# PASSAGE:
Question

A particle moves in the $xy$ plane as $v=a\hat{i}+bx\hat{j}$, where $\hat{i}$ and $\hat{j}$ are the unit vectors along $x$ and $y$ axis. The particle starts from origin at $t=0$. Find the radius of curvature of the particle as a function of $x$.

• A. $\frac{a^2+b^{2}x}{ba}$
• B. $\frac{a}{b}{[1+{\left(\frac{bx}{a}\right)}^2]}^{3/2}$
• C. $\frac{a}{b}{[1+{\left(\frac{ax}{b}\right)}^2]}^{3/2}$
• D. None of these

Answer 1

The correct option is B $\frac{a}{b}{[1+{\left(\frac{bx}{a}\right)}^2]}^{3/2}$

We have, $v_x=a,$ $v_y=bx$
or, $\frac{dx}{dt}=a,$ $\frac{dy}{dt}=bx$
Thus, $x=\int adt=at$ (because $x=0$ at $t=0$)
and $y=\int bxdt=\int b\left(at\right)dt=ab\frac{t^2}{2}$ (because $y=0$ at $t=0$).

We can write this as $y=ab\frac{{\left(x/a\right)}^2}{2}=\frac{b{x}^2}{2a}$
Now, for a function $y=f\left(x\right)$, we have radius of curvature, $R=\frac{{[1+{\left(\frac{dy}{dx}\right)}^2]}^{3/2}}{|\frac{d^{2}y}{d{x}^2}|}$
Now, $\frac{dy}{dx}=\frac{bx}{a}$ and $\frac{d^{2}y}{d{x}^2}=\frac{b}{a}$

Putting these values in formula for $R$, we get,
$R=\frac{a}{b}{[1+{\left(\frac{bx}{a}\right)}^2]}^{3/2}$

# EXTRACTED RECORDS:
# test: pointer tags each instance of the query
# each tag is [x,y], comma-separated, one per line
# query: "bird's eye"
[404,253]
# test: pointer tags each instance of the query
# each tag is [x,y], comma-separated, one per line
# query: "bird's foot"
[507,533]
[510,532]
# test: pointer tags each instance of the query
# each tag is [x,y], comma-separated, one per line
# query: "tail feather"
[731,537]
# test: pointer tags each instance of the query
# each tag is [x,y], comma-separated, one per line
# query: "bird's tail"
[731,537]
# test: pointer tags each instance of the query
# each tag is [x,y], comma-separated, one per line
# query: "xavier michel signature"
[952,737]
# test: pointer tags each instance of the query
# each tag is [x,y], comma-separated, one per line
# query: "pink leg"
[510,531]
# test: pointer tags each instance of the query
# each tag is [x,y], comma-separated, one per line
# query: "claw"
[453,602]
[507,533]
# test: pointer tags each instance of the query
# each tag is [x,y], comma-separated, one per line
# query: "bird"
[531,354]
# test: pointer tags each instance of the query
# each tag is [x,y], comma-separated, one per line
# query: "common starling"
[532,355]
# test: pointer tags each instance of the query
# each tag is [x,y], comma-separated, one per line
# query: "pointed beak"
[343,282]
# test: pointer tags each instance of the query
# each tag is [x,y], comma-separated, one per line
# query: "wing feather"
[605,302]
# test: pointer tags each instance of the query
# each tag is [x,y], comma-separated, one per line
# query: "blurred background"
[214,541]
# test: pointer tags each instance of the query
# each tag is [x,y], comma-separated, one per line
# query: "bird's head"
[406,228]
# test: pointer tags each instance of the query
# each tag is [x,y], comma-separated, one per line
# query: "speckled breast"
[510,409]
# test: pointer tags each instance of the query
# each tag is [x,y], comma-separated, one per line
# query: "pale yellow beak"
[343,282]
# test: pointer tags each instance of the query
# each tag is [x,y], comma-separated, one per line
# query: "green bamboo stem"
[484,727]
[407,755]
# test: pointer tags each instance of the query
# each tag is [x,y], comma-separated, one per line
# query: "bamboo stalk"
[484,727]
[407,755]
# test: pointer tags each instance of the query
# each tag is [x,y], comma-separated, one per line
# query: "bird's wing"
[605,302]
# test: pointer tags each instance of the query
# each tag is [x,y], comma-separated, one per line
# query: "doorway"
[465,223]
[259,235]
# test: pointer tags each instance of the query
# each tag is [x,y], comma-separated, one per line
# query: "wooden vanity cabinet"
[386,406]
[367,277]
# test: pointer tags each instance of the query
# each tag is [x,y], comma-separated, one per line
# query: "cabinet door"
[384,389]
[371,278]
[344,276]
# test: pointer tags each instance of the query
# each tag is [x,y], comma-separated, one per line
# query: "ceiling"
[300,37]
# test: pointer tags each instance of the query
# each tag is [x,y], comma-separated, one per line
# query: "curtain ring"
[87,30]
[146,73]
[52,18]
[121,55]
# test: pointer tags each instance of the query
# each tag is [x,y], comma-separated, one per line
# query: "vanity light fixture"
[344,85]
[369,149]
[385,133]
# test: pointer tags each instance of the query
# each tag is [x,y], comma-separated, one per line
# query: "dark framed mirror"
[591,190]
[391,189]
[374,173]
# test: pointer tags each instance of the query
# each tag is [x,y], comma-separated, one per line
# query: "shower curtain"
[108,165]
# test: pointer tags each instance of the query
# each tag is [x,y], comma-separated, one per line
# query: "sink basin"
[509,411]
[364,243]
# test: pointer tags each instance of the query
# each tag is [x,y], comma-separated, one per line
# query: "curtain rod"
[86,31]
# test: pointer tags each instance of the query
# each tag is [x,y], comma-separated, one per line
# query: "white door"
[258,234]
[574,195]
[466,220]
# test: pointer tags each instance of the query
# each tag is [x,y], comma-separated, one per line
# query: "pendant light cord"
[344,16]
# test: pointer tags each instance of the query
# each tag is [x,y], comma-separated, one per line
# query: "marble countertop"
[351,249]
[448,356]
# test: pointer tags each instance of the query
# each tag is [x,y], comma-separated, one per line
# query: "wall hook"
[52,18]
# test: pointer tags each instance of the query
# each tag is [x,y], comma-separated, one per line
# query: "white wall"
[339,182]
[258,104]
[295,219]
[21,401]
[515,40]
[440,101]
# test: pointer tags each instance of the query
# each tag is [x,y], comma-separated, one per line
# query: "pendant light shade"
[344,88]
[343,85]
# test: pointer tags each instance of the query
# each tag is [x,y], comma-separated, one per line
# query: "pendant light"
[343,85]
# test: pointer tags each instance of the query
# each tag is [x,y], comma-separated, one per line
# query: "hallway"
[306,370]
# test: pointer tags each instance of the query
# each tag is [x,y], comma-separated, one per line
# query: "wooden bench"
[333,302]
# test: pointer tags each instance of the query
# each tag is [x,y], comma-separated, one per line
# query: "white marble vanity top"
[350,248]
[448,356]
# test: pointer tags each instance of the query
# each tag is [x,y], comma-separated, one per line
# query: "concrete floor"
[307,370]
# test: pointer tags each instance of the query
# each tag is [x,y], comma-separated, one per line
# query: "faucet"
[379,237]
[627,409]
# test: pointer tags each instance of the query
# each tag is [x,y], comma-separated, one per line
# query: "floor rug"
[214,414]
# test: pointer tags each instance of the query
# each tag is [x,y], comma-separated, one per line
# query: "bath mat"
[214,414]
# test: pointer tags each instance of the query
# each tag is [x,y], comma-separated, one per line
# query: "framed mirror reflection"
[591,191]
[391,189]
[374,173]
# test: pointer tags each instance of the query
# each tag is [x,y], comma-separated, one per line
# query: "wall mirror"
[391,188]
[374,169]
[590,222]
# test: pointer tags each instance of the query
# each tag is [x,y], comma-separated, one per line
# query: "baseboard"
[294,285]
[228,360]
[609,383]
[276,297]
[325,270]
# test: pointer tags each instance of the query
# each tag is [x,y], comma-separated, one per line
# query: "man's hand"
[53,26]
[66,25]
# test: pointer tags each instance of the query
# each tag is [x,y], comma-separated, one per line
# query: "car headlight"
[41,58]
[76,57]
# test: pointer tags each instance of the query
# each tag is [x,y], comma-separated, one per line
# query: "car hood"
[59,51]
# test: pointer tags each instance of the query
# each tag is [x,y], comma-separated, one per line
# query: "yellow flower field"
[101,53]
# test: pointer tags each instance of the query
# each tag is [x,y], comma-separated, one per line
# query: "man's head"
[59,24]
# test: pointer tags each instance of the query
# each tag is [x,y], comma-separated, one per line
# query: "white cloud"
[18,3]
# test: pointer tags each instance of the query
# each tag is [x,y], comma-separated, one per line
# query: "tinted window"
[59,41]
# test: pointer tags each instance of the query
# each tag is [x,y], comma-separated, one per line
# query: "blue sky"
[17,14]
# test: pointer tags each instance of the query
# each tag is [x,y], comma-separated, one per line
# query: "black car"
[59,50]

# INSTRUCTIONS TO FOLLOW:
Translate this sentence from the particle motion problem into Spanish: "Find the radius of curvature of the particle as a function of $x$."

# RESPONSE TO THIS TASK:
Halla el radio de curvatura de la partícula en función de $x$.